> Stored data:

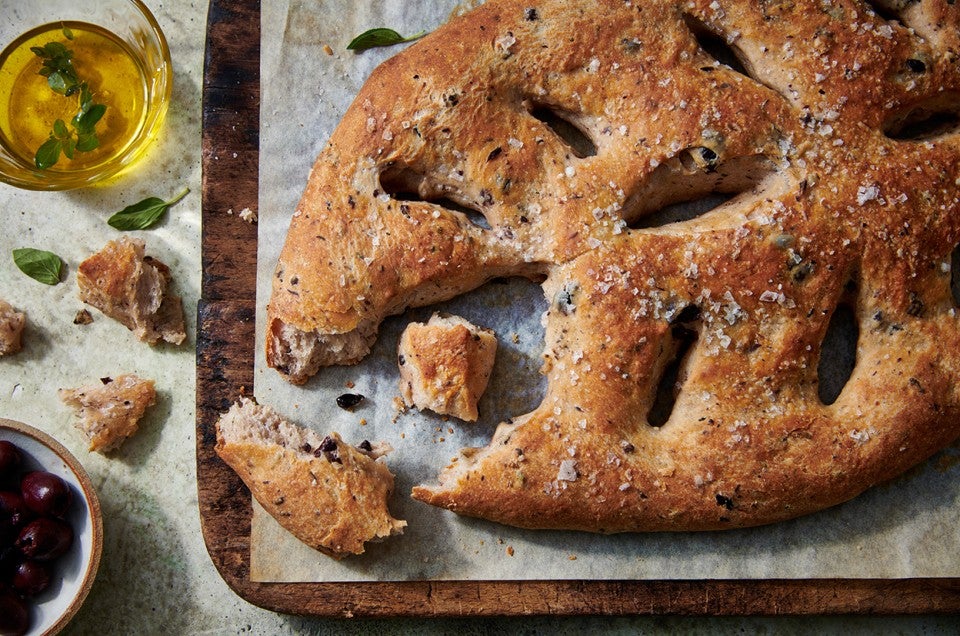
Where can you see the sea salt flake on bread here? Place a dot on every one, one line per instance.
(329, 494)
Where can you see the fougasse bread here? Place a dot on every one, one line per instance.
(329, 494)
(829, 131)
(445, 365)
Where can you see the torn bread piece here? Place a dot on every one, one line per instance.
(329, 494)
(108, 413)
(445, 365)
(133, 289)
(11, 329)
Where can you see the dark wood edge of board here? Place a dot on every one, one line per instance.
(225, 370)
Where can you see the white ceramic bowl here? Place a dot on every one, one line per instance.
(74, 571)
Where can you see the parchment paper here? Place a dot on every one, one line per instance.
(907, 528)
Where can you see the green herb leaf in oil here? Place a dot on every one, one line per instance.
(380, 37)
(62, 78)
(39, 265)
(143, 215)
(58, 67)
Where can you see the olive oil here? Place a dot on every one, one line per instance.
(29, 108)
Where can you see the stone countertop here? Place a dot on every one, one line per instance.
(155, 575)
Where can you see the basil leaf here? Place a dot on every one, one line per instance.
(142, 215)
(380, 37)
(39, 265)
(47, 154)
(57, 83)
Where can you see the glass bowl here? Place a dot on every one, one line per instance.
(117, 51)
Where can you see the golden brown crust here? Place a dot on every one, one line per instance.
(108, 413)
(445, 365)
(841, 199)
(133, 289)
(327, 493)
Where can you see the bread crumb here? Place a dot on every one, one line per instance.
(11, 329)
(83, 317)
(133, 289)
(445, 365)
(108, 413)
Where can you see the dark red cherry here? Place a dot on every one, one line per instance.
(31, 577)
(13, 508)
(45, 494)
(45, 539)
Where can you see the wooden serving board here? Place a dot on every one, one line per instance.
(225, 370)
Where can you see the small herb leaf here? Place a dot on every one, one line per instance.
(142, 215)
(39, 265)
(48, 153)
(380, 37)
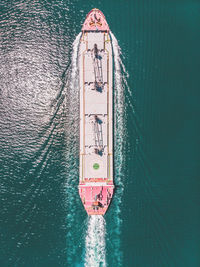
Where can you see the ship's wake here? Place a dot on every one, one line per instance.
(99, 238)
(95, 254)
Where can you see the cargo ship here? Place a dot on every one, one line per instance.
(96, 114)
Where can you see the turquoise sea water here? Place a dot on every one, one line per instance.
(154, 218)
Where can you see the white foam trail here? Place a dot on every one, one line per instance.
(95, 242)
(120, 86)
(72, 137)
(119, 113)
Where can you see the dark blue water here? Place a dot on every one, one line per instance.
(155, 214)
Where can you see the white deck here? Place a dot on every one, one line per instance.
(96, 133)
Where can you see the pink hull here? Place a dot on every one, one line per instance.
(96, 199)
(96, 112)
(95, 20)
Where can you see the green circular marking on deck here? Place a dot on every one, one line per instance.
(96, 166)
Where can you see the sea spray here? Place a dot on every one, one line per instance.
(95, 242)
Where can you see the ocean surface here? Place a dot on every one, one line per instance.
(154, 218)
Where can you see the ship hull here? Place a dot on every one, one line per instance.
(96, 115)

> Exercise prompt:
Reproduce the lines above, exactly and exclusively, from the line containing "Where can you see the small" down to the last line, both included; pictures are not part of the copy.

> Exercise output:
Where can you see the small herb leaf here? Place a dot on every one, one line per instance.
(142, 215)
(39, 265)
(48, 153)
(380, 37)
Where can you see the ship's wake here? Place a dot on every one, one line per instance.
(99, 238)
(95, 254)
Where can you see the cargo ship here? Place a dot on every one, one line per instance.
(96, 114)
Where can you see the turquoise sea water here? Place a dot on every one, one line per instance.
(154, 218)
Where can you see the white foam trail here? Place a dot on every one, one line per instance.
(95, 242)
(120, 86)
(72, 137)
(119, 113)
Where can you see the dark blue water here? Place a dot on every one, one line per instance.
(155, 214)
Where can you see the white deck here? Place a dot on every one, one line per instance.
(96, 133)
Where can you see the pink hull here? Place a dot on every one, one line per instance.
(96, 199)
(96, 112)
(95, 20)
Where can you see the green circular marking on deck here? Place a dot on every one, one line per instance.
(96, 166)
Where can you see the sea spray here? Place a dot on every one, one line per instance.
(95, 242)
Where can you see the ocean surface here? Place a dot on every one, one line per instance.
(154, 218)
Where can you see the ship hull here? Place a dot on every one, one line per instance.
(96, 115)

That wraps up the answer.